Records drawn from a data source
- - -

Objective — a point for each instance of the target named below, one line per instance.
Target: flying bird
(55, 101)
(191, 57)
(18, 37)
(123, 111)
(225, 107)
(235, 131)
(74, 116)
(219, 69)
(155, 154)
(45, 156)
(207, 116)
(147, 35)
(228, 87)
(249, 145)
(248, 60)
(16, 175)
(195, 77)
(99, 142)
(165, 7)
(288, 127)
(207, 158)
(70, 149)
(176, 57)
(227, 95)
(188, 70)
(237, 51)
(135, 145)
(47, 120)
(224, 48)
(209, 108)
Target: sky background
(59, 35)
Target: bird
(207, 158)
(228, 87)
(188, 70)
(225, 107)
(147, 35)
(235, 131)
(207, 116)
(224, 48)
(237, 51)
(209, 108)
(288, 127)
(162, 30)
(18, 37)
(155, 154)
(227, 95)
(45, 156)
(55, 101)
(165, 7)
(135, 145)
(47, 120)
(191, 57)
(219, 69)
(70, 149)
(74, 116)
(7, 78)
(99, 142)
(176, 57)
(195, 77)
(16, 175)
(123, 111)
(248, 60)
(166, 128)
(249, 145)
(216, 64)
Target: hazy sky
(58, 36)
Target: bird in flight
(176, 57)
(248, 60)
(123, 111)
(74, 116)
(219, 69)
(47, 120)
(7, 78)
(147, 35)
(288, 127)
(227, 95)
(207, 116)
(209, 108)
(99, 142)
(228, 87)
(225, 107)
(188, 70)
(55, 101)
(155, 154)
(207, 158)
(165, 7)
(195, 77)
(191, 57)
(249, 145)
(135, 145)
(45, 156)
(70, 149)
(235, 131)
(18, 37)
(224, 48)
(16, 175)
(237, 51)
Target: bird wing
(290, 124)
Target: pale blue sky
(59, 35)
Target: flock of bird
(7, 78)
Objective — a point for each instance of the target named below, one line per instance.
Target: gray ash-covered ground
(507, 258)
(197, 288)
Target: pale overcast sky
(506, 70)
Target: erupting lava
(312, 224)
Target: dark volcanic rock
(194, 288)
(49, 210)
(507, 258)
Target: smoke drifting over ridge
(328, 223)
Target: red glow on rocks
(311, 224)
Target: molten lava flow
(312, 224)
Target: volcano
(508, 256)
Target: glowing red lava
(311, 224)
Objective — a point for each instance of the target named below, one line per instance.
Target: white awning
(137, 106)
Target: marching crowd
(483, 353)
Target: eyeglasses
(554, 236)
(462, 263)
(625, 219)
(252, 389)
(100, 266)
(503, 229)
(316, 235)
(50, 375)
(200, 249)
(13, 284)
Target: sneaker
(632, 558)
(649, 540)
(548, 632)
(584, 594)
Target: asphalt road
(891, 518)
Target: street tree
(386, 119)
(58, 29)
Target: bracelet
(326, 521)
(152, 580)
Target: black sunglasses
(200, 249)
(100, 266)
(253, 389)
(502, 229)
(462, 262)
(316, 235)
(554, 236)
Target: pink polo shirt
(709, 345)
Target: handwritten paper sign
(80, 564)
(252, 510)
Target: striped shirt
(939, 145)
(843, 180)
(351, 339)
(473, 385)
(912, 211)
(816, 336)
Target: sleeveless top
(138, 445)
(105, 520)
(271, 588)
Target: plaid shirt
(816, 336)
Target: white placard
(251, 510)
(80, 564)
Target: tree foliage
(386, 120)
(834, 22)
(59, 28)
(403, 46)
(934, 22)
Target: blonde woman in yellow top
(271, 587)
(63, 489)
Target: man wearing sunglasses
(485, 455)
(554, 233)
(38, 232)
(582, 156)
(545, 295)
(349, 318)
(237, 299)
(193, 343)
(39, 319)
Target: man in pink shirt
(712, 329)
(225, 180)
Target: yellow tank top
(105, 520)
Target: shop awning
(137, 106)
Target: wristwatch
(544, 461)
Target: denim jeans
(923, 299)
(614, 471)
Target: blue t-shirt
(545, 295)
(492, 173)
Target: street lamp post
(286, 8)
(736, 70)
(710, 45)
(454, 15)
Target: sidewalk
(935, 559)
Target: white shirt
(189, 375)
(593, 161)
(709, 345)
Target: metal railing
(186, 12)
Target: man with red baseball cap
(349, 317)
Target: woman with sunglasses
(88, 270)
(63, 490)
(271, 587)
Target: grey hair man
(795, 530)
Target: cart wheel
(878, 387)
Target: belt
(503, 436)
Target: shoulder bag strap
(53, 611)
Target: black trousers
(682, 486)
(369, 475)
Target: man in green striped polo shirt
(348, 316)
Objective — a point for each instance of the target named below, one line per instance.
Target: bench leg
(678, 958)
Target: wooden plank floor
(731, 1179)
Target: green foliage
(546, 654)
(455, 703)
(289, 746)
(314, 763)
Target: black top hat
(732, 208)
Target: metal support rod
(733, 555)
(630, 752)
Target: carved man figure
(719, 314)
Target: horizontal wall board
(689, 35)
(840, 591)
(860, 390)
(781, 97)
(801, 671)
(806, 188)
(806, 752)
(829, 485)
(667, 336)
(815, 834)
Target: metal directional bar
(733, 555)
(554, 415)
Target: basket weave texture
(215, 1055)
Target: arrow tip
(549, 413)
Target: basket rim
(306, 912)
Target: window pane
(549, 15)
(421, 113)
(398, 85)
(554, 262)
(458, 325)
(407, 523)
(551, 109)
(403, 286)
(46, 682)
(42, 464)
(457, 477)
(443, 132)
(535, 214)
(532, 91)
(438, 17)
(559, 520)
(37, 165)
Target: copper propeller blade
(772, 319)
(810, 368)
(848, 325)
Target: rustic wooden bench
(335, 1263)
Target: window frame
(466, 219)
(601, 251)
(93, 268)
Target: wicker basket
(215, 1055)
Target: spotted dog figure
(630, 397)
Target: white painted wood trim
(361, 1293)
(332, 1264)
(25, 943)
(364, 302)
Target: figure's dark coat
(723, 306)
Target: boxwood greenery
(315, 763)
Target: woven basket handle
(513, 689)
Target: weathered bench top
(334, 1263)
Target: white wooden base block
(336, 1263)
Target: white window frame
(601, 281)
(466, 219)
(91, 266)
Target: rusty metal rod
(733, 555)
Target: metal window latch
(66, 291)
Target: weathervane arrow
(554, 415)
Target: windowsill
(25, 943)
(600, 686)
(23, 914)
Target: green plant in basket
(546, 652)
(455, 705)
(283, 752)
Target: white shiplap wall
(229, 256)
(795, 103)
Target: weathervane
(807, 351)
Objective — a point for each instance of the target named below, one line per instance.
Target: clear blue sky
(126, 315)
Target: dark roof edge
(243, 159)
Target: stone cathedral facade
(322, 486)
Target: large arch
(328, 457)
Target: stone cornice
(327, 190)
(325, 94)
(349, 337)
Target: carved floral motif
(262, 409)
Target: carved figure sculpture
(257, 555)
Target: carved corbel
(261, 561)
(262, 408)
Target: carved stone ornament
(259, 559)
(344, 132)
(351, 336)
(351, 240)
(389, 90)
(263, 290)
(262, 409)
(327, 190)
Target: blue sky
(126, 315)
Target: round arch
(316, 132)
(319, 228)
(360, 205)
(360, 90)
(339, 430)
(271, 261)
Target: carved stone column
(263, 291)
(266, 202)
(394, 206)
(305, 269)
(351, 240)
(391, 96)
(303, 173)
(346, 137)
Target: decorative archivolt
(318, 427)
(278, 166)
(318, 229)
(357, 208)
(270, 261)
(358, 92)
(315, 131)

- - -

Objective:
Arrange every line of the entries above into a numbered list, and leave out any blank lines.

Exercise solution:
1. Objective — a point for each instance of the target named below, one line per instance.
2. Target: flying bird
3. (55, 101)
4. (191, 57)
5. (18, 37)
6. (123, 111)
7. (225, 107)
8. (235, 131)
9. (74, 116)
10. (219, 69)
11. (155, 154)
12. (45, 156)
13. (207, 116)
14. (147, 35)
15. (228, 87)
16. (249, 145)
17. (248, 60)
18. (16, 175)
19. (195, 77)
20. (99, 142)
21. (165, 7)
22. (288, 127)
23. (207, 158)
24. (70, 149)
25. (176, 57)
26. (227, 95)
27. (188, 70)
28. (237, 51)
29. (135, 145)
30. (47, 120)
31. (224, 48)
32. (209, 108)
33. Target: sky background
34. (59, 35)
35. Target: bird
36. (207, 158)
37. (228, 87)
38. (188, 70)
39. (225, 107)
40. (147, 35)
41. (235, 131)
42. (207, 116)
43. (224, 48)
44. (237, 51)
45. (209, 108)
46. (288, 127)
47. (162, 30)
48. (18, 37)
49. (155, 154)
50. (227, 95)
51. (45, 156)
52. (55, 101)
53. (165, 7)
54. (135, 145)
55. (47, 120)
56. (191, 57)
57. (219, 69)
58. (70, 149)
59. (74, 116)
60. (7, 78)
61. (99, 142)
62. (176, 57)
63. (195, 77)
64. (16, 175)
65. (123, 111)
66. (248, 60)
67. (166, 128)
68. (249, 145)
69. (216, 64)
70. Target: hazy sky
71. (58, 36)
72. Target: bird in flight
73. (176, 57)
74. (248, 60)
75. (123, 111)
76. (74, 116)
77. (219, 69)
78. (47, 120)
79. (7, 78)
80. (147, 35)
81. (288, 127)
82. (227, 95)
83. (207, 116)
84. (209, 108)
85. (99, 142)
86. (228, 87)
87. (225, 107)
88. (188, 70)
89. (55, 101)
90. (155, 154)
91. (207, 158)
92. (165, 7)
93. (195, 77)
94. (191, 57)
95. (249, 145)
96. (135, 145)
97. (45, 156)
98. (70, 149)
99. (235, 131)
100. (18, 37)
101. (224, 48)
102. (16, 175)
103. (237, 51)
104. Target: bird wing
105. (290, 124)
106. Target: pale blue sky
107. (59, 35)
108. Target: flock of bird
109. (7, 78)
110. Objective — a point for each instance of the target named below, one line per instance.
111. Target: gray ash-covered ground
112. (507, 258)
113. (197, 288)
114. Target: pale overcast sky
115. (506, 70)
116. Target: erupting lava
117. (312, 224)
118. Target: dark volcanic rock
119. (194, 288)
120. (49, 210)
121. (507, 258)
122. Target: smoke drifting over ridge
123. (328, 223)
124. Target: red glow on rocks
125. (311, 224)
126. Target: molten lava flow
127. (312, 224)
128. Target: volcano
129. (508, 256)
130. Target: glowing red lava
131. (311, 224)
132. Objective — a point for each instance of the target named below, one line per instance.
133. Target: white awning
134. (137, 106)
135. Target: marching crowd
136. (483, 353)
137. Target: eyeglasses
138. (554, 236)
139. (462, 263)
140. (625, 219)
141. (252, 389)
142. (100, 266)
143. (503, 229)
144. (316, 235)
145. (50, 375)
146. (200, 249)
147. (13, 284)
148. Target: sneaker
149. (632, 558)
150. (649, 540)
151. (548, 632)
152. (584, 594)
153. Target: asphalt road
154. (891, 518)
155. Target: street tree
156. (386, 119)
157. (58, 29)
158. Target: bracelet
159. (326, 521)
160. (152, 580)
161. Target: black sunglasses
162. (200, 249)
163. (100, 266)
164. (253, 389)
165. (502, 229)
166. (462, 262)
167. (316, 235)
168. (554, 236)
169. Target: pink polo shirt
170. (709, 345)
171. Target: handwritten paper sign
172. (80, 564)
173. (252, 510)
174. Target: striped shirt
175. (939, 145)
176. (843, 180)
177. (351, 339)
178. (473, 385)
179. (912, 211)
180. (816, 336)
181. Target: sleeveless top
182. (138, 445)
183. (105, 520)
184. (271, 588)
185. Target: plaid shirt
186. (816, 336)
187. Target: white placard
188. (251, 510)
189. (80, 564)
190. Target: tree foliage
191. (386, 120)
192. (834, 22)
193. (59, 28)
194. (403, 46)
195. (934, 22)
196. Target: blonde woman in yellow top
197. (271, 587)
198. (63, 489)
199. Target: man wearing sunglasses
200. (485, 455)
201. (554, 233)
202. (38, 232)
203. (582, 156)
204. (545, 295)
205. (349, 318)
206. (237, 299)
207. (193, 343)
208. (39, 319)
209. Target: man in pink shirt
210. (712, 329)
211. (225, 180)
212. Target: yellow tank top
213. (105, 520)
214. Target: shop awning
215. (137, 106)
216. Target: wristwatch
217. (544, 461)
218. Target: denim jeans
219. (923, 299)
220. (614, 471)
221. Target: blue t-shirt
222. (545, 295)
223. (492, 173)
224. Target: street lamp post
225. (286, 8)
226. (736, 70)
227. (710, 45)
228. (454, 15)
229. Target: sidewalk
230. (935, 559)
231. Target: white shirt
232. (189, 375)
233. (593, 161)
234. (709, 345)
235. Target: metal railing
236. (186, 12)
237. Target: man with red baseball cap
238. (349, 317)
239. Target: woman with sunglasses
240. (88, 270)
241. (63, 490)
242. (271, 587)
243. Target: grey hair man
244. (795, 530)
245. Target: cart wheel
246. (878, 387)
247. Target: belt
248. (503, 436)
249. Target: shoulder bag strap
250. (53, 611)
251. Target: black trousers
252. (682, 486)
253. (369, 475)
254. Target: man in green striped polo shirt
255. (348, 316)
256. Objective — a point for each instance of the target named below, one line per instance.
257. Target: bench leg
258. (678, 958)
259. Target: wooden plank floor
260. (731, 1179)
261. Target: green foliage
262. (546, 654)
263. (455, 703)
264. (289, 746)
265. (314, 763)
266. Target: black top hat
267. (732, 208)
268. Target: metal support rod
269. (733, 555)
270. (630, 752)
271. Target: carved man figure
272. (719, 314)
273. Target: horizontal wall board
274. (689, 35)
275. (840, 591)
276. (860, 390)
277. (781, 97)
278. (801, 671)
279. (806, 188)
280. (806, 752)
281. (829, 485)
282. (667, 336)
283. (815, 834)
284. Target: metal directional bar
285. (733, 555)
286. (554, 415)
287. Target: basket weave texture
288. (215, 1055)
289. Target: arrow tip
290. (549, 413)
291. Target: basket rim
292. (306, 912)
293. Target: window pane
294. (549, 15)
295. (421, 113)
296. (398, 85)
297. (554, 262)
298. (458, 325)
299. (407, 523)
300. (551, 109)
301. (403, 286)
302. (46, 682)
303. (42, 464)
304. (457, 477)
305. (443, 132)
306. (535, 214)
307. (532, 91)
308. (438, 17)
309. (559, 520)
310. (37, 165)
311. Target: copper propeller blade
312. (772, 319)
313. (810, 368)
314. (848, 325)
315. Target: rustic wooden bench
316. (335, 1263)
317. Target: window frame
318. (466, 219)
319. (601, 251)
320. (93, 268)
321. Target: wicker basket
322. (215, 1055)
323. Target: spotted dog figure
324. (630, 397)
325. Target: white painted wood trim
326. (361, 1293)
327. (332, 1264)
328. (25, 943)
329. (364, 302)
330. Target: figure's dark coat
331. (723, 306)
332. Target: boxwood greenery
333. (315, 763)
334. Target: woven basket handle
335. (513, 689)
336. Target: weathered bench top
337. (334, 1263)
338. Target: white wooden base block
339. (336, 1263)
340. Target: white window frame
341. (601, 281)
342. (466, 219)
343. (91, 266)
344. Target: rusty metal rod
345. (733, 555)
346. Target: metal window latch
347. (66, 291)
348. Target: weathervane arrow
349. (554, 415)
350. Target: windowsill
351. (25, 943)
352. (600, 686)
353. (23, 914)
354. Target: green plant in basket
355. (546, 652)
356. (455, 705)
357. (283, 752)
358. Target: white shiplap wall
359. (229, 256)
360. (795, 103)
361. Target: weathervane
362. (807, 351)
363. Objective — a point for each instance of the target named below, one line per instance.
364. Target: clear blue sky
365. (126, 315)
366. Target: dark roof edge
367. (243, 159)
368. Target: stone cathedral facade
369. (322, 486)
370. Target: large arch
371. (328, 457)
372. Target: stone cornice
373. (327, 190)
374. (325, 94)
375. (349, 337)
376. Target: carved floral motif
377. (262, 409)
378. Target: carved figure sculpture
379. (257, 555)
380. Target: carved corbel
381. (261, 561)
382. (262, 408)
383. Target: carved stone ornament
384. (259, 559)
385. (344, 132)
386. (351, 336)
387. (351, 240)
388. (389, 90)
389. (263, 290)
390. (262, 409)
391. (327, 190)
392. Target: blue sky
393. (126, 315)
394. Target: round arch
395. (316, 132)
396. (319, 228)
397. (360, 205)
398. (360, 90)
399. (339, 430)
400. (271, 261)
401. Target: carved stone column
402. (263, 291)
403. (266, 202)
404. (394, 206)
405. (305, 269)
406. (351, 240)
407. (391, 96)
408. (303, 173)
409. (346, 137)
410. Target: decorative archivolt
411. (318, 427)
412. (278, 166)
413. (318, 229)
414. (357, 208)
415. (270, 261)
416. (358, 92)
417. (315, 131)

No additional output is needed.